Stored data:
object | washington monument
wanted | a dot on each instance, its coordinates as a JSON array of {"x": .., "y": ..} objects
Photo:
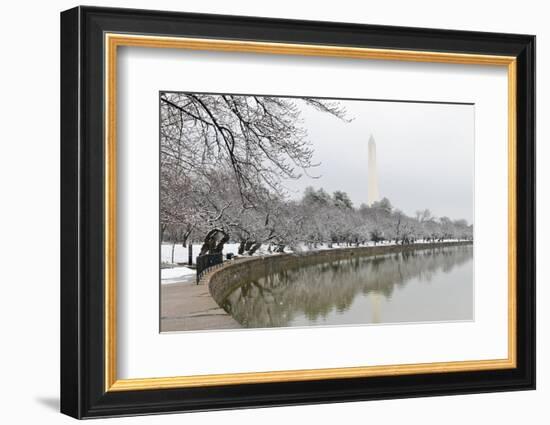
[{"x": 373, "y": 195}]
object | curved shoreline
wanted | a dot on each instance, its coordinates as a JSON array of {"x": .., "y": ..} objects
[{"x": 225, "y": 278}]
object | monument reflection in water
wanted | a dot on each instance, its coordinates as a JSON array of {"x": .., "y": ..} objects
[{"x": 414, "y": 286}]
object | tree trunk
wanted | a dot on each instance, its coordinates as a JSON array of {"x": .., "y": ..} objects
[
  {"x": 254, "y": 248},
  {"x": 173, "y": 249},
  {"x": 190, "y": 254}
]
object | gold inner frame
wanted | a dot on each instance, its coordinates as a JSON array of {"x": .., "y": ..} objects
[{"x": 113, "y": 41}]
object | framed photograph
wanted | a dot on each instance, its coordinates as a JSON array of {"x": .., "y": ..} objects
[{"x": 261, "y": 212}]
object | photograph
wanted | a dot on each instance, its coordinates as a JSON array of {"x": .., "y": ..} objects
[{"x": 299, "y": 211}]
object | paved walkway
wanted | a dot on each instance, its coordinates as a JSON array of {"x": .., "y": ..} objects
[{"x": 187, "y": 306}]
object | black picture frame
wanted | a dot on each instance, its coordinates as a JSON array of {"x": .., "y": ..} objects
[{"x": 83, "y": 392}]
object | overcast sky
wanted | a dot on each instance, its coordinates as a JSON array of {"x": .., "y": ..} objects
[{"x": 425, "y": 154}]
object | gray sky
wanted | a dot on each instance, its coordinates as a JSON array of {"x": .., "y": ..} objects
[{"x": 425, "y": 154}]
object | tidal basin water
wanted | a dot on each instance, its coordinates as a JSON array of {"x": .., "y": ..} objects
[{"x": 414, "y": 286}]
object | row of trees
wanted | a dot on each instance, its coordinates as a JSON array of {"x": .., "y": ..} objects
[{"x": 224, "y": 160}]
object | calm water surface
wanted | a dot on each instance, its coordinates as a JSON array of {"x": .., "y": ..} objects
[{"x": 416, "y": 286}]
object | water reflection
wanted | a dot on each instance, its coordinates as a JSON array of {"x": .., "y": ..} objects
[{"x": 423, "y": 285}]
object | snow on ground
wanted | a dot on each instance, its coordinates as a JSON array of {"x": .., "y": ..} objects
[
  {"x": 182, "y": 274},
  {"x": 180, "y": 253}
]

**PROBLEM TO WORK ON:** Using the records above, list each line that includes "reflection".

**SOLUTION FOR THIS PROBLEM:**
object | monument reflection in water
object | water reflection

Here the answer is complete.